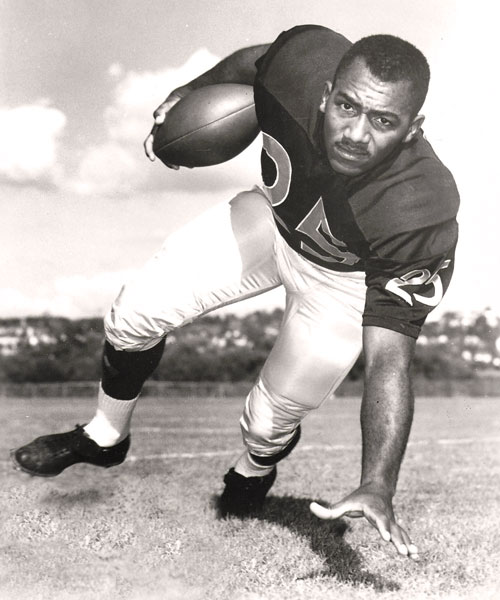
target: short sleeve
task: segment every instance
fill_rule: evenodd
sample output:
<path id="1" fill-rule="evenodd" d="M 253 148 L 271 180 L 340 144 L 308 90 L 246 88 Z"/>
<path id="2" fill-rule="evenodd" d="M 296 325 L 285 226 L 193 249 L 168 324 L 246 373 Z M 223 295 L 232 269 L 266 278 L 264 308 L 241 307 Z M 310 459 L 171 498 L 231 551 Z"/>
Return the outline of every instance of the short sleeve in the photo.
<path id="1" fill-rule="evenodd" d="M 363 325 L 417 338 L 448 289 L 457 238 L 453 219 L 387 239 L 366 262 Z"/>

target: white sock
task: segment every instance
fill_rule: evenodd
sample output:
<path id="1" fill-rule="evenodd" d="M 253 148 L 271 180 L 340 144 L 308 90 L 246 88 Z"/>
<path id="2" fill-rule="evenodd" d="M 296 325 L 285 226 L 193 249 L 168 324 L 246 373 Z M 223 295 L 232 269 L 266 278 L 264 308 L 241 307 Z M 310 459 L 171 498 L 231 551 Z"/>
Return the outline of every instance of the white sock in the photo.
<path id="1" fill-rule="evenodd" d="M 243 452 L 234 465 L 236 473 L 243 475 L 243 477 L 264 477 L 264 475 L 269 474 L 273 469 L 274 465 L 271 465 L 270 467 L 258 465 L 252 460 L 248 450 Z"/>
<path id="2" fill-rule="evenodd" d="M 99 446 L 109 448 L 124 440 L 130 433 L 130 421 L 139 396 L 133 400 L 116 400 L 99 386 L 97 410 L 84 431 Z"/>

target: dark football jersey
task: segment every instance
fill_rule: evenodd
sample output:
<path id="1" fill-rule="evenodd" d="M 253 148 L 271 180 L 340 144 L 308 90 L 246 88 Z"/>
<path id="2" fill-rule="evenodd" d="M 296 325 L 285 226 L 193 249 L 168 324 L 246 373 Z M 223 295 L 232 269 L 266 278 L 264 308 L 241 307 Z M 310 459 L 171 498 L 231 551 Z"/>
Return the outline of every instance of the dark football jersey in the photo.
<path id="1" fill-rule="evenodd" d="M 321 267 L 366 273 L 363 324 L 417 337 L 453 272 L 458 191 L 421 132 L 367 173 L 333 171 L 319 106 L 350 45 L 305 25 L 257 61 L 262 177 L 292 248 Z"/>

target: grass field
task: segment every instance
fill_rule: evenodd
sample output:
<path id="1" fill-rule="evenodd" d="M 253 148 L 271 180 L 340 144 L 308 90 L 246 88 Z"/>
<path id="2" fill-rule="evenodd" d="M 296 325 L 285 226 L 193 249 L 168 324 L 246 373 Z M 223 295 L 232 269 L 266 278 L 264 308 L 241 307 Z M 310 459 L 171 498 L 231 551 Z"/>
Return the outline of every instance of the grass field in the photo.
<path id="1" fill-rule="evenodd" d="M 145 398 L 122 466 L 42 479 L 12 470 L 9 448 L 84 422 L 94 402 L 0 398 L 0 599 L 500 598 L 499 399 L 417 401 L 395 504 L 418 563 L 362 520 L 309 513 L 357 484 L 355 399 L 305 421 L 260 518 L 219 520 L 242 405 Z"/>

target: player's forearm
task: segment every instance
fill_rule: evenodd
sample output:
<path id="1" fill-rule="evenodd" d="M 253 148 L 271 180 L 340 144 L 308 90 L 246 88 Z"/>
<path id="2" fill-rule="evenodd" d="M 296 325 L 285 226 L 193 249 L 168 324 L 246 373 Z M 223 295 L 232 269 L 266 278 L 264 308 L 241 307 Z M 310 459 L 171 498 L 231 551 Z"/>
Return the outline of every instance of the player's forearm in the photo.
<path id="1" fill-rule="evenodd" d="M 361 406 L 363 456 L 361 484 L 396 491 L 413 420 L 410 364 L 414 341 L 402 340 L 367 359 Z"/>
<path id="2" fill-rule="evenodd" d="M 263 56 L 269 44 L 242 48 L 221 60 L 212 69 L 209 69 L 186 85 L 177 88 L 176 93 L 183 95 L 191 90 L 217 83 L 243 83 L 253 85 L 257 68 L 255 61 Z"/>

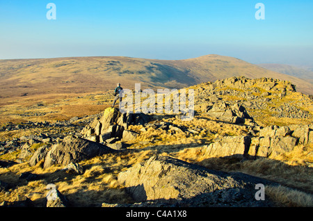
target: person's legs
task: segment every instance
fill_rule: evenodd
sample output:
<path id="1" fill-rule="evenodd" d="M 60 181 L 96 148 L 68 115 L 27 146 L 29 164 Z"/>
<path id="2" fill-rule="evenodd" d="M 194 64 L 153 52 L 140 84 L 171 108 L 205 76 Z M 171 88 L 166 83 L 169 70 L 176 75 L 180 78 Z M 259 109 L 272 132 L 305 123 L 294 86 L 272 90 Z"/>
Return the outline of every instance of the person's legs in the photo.
<path id="1" fill-rule="evenodd" d="M 122 97 L 120 97 L 120 96 L 119 95 L 116 95 L 115 96 L 115 98 L 114 98 L 114 101 L 113 101 L 113 104 L 112 104 L 112 106 L 113 107 L 114 106 L 115 106 L 115 102 L 116 102 L 116 101 L 118 99 L 120 99 L 120 101 L 122 100 Z"/>

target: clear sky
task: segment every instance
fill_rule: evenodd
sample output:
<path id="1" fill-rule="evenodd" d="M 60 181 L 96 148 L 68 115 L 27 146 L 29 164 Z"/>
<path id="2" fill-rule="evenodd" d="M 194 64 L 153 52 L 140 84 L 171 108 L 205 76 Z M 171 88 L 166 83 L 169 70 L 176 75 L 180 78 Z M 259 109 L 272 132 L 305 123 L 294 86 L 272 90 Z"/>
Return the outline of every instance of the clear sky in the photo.
<path id="1" fill-rule="evenodd" d="M 312 11 L 312 0 L 0 0 L 0 59 L 216 54 L 313 66 Z"/>

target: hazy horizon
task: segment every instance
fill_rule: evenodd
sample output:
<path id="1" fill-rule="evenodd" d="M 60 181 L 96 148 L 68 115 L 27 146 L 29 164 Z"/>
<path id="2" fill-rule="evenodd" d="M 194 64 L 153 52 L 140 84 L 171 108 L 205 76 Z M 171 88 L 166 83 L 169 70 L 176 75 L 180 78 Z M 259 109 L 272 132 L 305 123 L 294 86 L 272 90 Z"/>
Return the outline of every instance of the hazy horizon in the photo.
<path id="1" fill-rule="evenodd" d="M 48 19 L 49 3 L 56 6 Z M 257 3 L 265 19 L 257 19 Z M 312 1 L 61 1 L 0 3 L 0 59 L 207 54 L 313 66 Z"/>

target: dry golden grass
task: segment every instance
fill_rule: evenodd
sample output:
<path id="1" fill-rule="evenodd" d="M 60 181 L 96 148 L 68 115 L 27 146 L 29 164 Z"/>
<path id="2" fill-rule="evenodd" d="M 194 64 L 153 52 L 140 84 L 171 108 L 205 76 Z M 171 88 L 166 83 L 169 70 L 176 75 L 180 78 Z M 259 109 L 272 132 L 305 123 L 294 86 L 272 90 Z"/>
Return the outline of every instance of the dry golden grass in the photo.
<path id="1" fill-rule="evenodd" d="M 35 79 L 32 81 L 35 81 Z M 49 96 L 34 95 L 19 98 L 19 101 L 8 99 L 2 101 L 3 105 L 0 107 L 0 120 L 2 124 L 9 121 L 54 122 L 58 120 L 69 120 L 74 116 L 83 117 L 96 114 L 111 104 L 113 96 L 110 92 L 56 93 Z M 294 95 L 293 97 L 275 100 L 273 106 L 280 106 L 287 101 L 295 101 L 299 97 L 300 97 Z M 230 100 L 236 100 L 239 98 L 228 97 Z M 303 108 L 312 113 L 312 106 L 304 106 Z M 264 113 L 262 111 L 251 112 L 252 114 L 259 116 L 255 119 L 260 125 L 267 125 L 270 123 L 278 125 L 298 123 L 298 120 L 275 118 L 270 117 L 270 114 L 266 115 L 267 110 L 264 110 Z M 44 115 L 21 116 L 25 112 Z M 43 169 L 42 162 L 38 163 L 34 167 L 30 167 L 25 163 L 8 169 L 0 168 L 0 180 L 18 185 L 18 188 L 12 188 L 6 193 L 1 192 L 0 202 L 3 200 L 16 201 L 19 196 L 25 195 L 31 199 L 36 206 L 45 206 L 45 195 L 48 192 L 46 186 L 53 183 L 56 185 L 58 190 L 67 197 L 73 206 L 101 206 L 102 203 L 132 203 L 129 195 L 118 184 L 118 174 L 136 163 L 143 162 L 152 156 L 158 154 L 172 156 L 210 169 L 241 172 L 278 182 L 281 187 L 268 186 L 266 187 L 266 195 L 274 199 L 279 206 L 312 206 L 312 145 L 296 146 L 292 152 L 272 158 L 258 158 L 244 162 L 234 158 L 212 157 L 204 154 L 205 145 L 212 142 L 218 136 L 246 136 L 248 133 L 247 126 L 217 122 L 202 113 L 197 115 L 191 122 L 166 117 L 161 120 L 181 128 L 191 128 L 195 131 L 198 129 L 198 133 L 182 133 L 153 127 L 147 129 L 147 131 L 143 131 L 143 126 L 131 126 L 129 129 L 140 133 L 136 140 L 128 142 L 131 151 L 119 155 L 104 155 L 80 162 L 86 170 L 81 175 L 65 172 L 61 170 L 63 167 L 58 165 Z M 312 123 L 312 120 L 305 120 L 302 122 Z M 3 131 L 0 132 L 0 140 L 49 132 L 54 133 L 54 131 L 45 131 L 45 129 Z M 56 131 L 55 133 L 58 133 Z M 0 159 L 16 160 L 18 154 L 19 152 L 7 154 L 1 156 Z M 29 182 L 19 179 L 19 174 L 26 172 L 42 176 L 42 178 Z"/>

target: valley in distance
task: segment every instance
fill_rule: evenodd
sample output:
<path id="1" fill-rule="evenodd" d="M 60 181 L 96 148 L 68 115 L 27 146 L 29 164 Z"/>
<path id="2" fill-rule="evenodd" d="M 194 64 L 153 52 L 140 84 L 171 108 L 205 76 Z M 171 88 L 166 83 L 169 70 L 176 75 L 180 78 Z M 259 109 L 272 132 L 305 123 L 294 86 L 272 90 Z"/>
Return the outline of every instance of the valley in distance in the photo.
<path id="1" fill-rule="evenodd" d="M 313 206 L 305 76 L 218 55 L 1 60 L 0 206 Z M 122 113 L 117 83 L 193 89 L 195 116 Z"/>

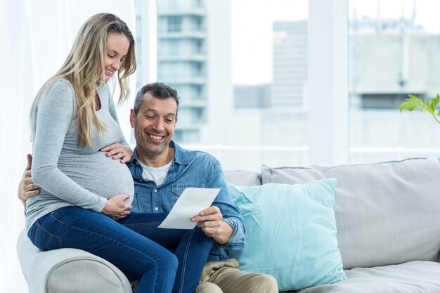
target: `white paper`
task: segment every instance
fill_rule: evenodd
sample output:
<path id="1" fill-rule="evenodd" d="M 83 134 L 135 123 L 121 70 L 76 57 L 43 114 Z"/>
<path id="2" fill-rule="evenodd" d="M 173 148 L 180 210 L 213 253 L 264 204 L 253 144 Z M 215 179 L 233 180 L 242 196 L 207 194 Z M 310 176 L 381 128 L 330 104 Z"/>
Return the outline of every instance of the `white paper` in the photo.
<path id="1" fill-rule="evenodd" d="M 193 228 L 197 222 L 191 222 L 191 218 L 211 207 L 219 191 L 220 188 L 186 188 L 159 228 Z"/>

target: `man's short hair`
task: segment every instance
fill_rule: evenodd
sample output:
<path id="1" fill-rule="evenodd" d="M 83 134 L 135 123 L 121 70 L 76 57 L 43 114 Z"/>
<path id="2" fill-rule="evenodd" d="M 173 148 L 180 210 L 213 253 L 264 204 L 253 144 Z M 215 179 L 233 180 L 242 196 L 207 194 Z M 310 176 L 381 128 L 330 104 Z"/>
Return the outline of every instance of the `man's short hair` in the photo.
++++++
Written exercise =
Which lines in the records contain the word "short", counting case as significant? Return each of those lines in full.

Task result =
target: short sleeve
Return the outline of every instance of the short sleeve in the photo.
target: `man's short hair`
Return the outline of every instance of the `man's short hair` in the photo.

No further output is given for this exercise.